**Data section:**
★ ★ ★ ★
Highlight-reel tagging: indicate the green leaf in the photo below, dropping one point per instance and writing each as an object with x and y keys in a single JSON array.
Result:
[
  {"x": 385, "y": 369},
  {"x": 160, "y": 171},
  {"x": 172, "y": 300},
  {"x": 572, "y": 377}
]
★ ★ ★ ★
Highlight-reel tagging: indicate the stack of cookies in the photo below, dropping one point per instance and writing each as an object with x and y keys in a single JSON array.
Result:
★ ★ ★ ★
**Stated goal:**
Copy out each line of the records above that contains the string 'single'. Treat the match as case-sensitive.

**Exercise response:**
Highlight-reel tagging: indicate the green leaf in the photo below, dropping one point per instance and writing each as an object with x and y keys in a single JSON array.
Highlight-reel tagging: indicate the stack of cookies in the photo below, dropping one point per instance and writing each as an object with x and y keys in a single JSON array.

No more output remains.